#### Objective:
Copy out every one of the following items word for word, leaving out the pictures.

#### Dataset rows:
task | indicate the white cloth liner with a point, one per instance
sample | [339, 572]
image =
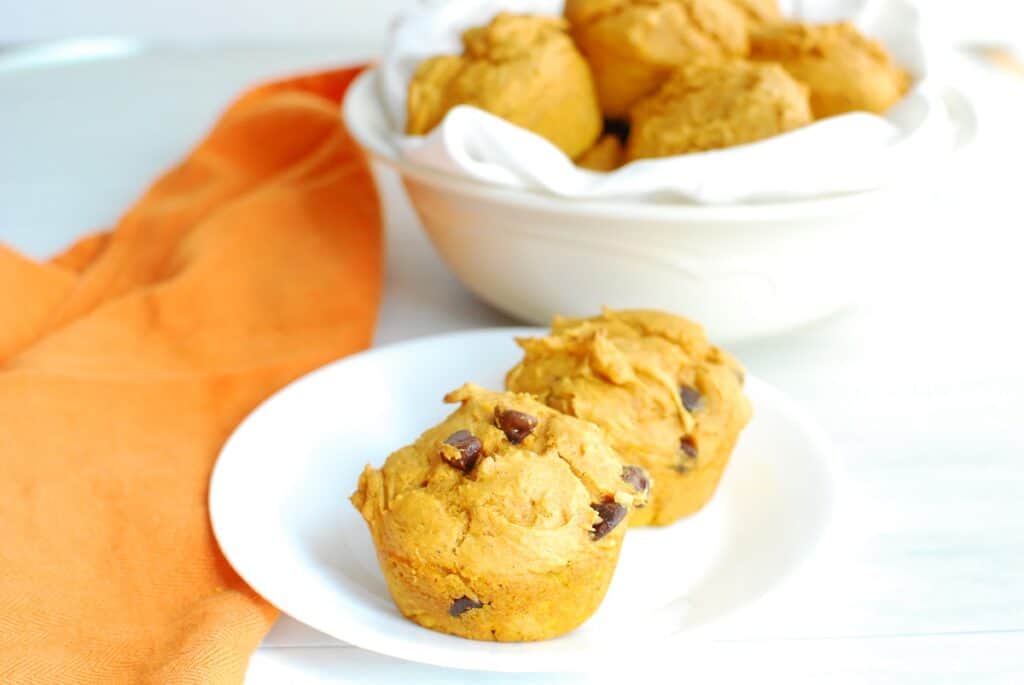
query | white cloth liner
[846, 154]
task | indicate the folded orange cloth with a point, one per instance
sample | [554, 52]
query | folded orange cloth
[127, 361]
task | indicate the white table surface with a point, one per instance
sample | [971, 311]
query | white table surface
[922, 386]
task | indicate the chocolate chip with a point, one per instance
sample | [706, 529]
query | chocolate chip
[689, 458]
[469, 447]
[637, 477]
[611, 514]
[617, 128]
[692, 399]
[464, 604]
[516, 425]
[689, 446]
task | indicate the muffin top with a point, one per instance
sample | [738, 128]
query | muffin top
[633, 45]
[662, 25]
[522, 68]
[845, 70]
[711, 104]
[650, 379]
[759, 11]
[504, 485]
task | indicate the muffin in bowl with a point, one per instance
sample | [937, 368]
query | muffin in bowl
[711, 104]
[845, 70]
[521, 68]
[634, 45]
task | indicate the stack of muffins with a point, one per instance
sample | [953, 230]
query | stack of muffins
[620, 80]
[505, 521]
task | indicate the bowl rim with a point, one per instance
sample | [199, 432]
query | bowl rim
[360, 98]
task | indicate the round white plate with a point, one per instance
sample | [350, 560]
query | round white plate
[279, 503]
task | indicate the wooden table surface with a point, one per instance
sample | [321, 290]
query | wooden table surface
[922, 386]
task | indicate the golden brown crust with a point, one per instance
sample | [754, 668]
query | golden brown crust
[707, 105]
[634, 45]
[652, 381]
[503, 549]
[845, 70]
[523, 69]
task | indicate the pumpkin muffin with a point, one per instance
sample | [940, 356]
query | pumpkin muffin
[845, 70]
[523, 69]
[759, 12]
[634, 45]
[503, 522]
[707, 105]
[668, 399]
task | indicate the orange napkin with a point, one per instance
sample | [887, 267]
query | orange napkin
[126, 362]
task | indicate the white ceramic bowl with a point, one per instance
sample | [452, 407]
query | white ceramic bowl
[743, 270]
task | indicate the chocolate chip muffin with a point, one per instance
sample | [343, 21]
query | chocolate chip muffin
[523, 69]
[634, 45]
[668, 399]
[711, 104]
[845, 70]
[503, 522]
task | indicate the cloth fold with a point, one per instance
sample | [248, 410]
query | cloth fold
[126, 361]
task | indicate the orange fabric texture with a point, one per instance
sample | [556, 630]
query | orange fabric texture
[126, 362]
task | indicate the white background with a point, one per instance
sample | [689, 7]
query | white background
[998, 20]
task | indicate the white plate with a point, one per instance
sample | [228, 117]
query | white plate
[280, 510]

#### Finished answer:
task | indicate the white cloth liner with a point, one per instance
sample | [339, 572]
image =
query | white cloth liner
[846, 154]
task | indicate the folded orange cloth with a point, one per instance
sample | [554, 52]
query | folded orange cloth
[127, 361]
task | indicate the white table surface with a point, one per instance
sample | [971, 311]
query | white table surface
[922, 386]
task | indicate the chocolate chip with a point, one per instance
sample | [706, 529]
query | chocolate chip
[689, 458]
[469, 447]
[637, 477]
[611, 514]
[617, 128]
[692, 399]
[464, 604]
[516, 425]
[689, 446]
task | indicate the muffin top with a point, one per instance
sample | [738, 128]
query | muffin top
[633, 45]
[662, 25]
[522, 68]
[845, 70]
[711, 104]
[650, 379]
[759, 11]
[504, 485]
task | indicate the muffin in bowl with a point, one per instance
sample | [937, 368]
query | muffin in bowl
[711, 104]
[845, 70]
[521, 68]
[634, 45]
task | indicate the stack of muffins with a point, one per instance
sample | [953, 230]
query | stack of muffins
[620, 80]
[505, 521]
task | indicate the bowl rim with a point, one per instance
sample | [199, 432]
query | bowl rim
[360, 98]
task | indicate the round white plate with a point, one per instance
sample | [350, 560]
query | round white plate
[279, 503]
task | indicate the wooden table surface with a point, one per instance
sample | [321, 290]
query | wooden table surface
[922, 386]
task | indicate the golden brown crust with a point, one per instance
sample | [754, 668]
query | golden brown crust
[707, 105]
[634, 45]
[652, 381]
[503, 549]
[845, 70]
[523, 69]
task | indicate the pumpkin muffin with a point, one per instance
sample | [940, 356]
query | pumpkin muffin
[845, 70]
[523, 69]
[759, 12]
[634, 45]
[503, 522]
[707, 105]
[668, 399]
task | indicate the orange napkin with a point, one per instance
sample | [887, 267]
query | orange napkin
[126, 362]
task | indicate the white ceramic bowl with a point, one per instance
sample | [452, 407]
query | white ceramic bowl
[743, 270]
task | indicate the chocolate chip muffin with a point, one per instance
sample | [343, 21]
query | chocolate chip muffin
[523, 69]
[634, 45]
[668, 399]
[711, 104]
[845, 70]
[503, 522]
task | indicate the cloth fold with a point, one per instance
sample | [248, 410]
query | cloth fold
[126, 361]
task | indicate the orange fabric texture with a point, one per instance
sample | [556, 630]
query | orange fabric texture
[126, 362]
task | indicate the white background with a point, one per instance
sample | [689, 7]
query | white background
[998, 20]
task | indicate the white plate with a point, one per instance
sample | [228, 117]
query | white plate
[280, 510]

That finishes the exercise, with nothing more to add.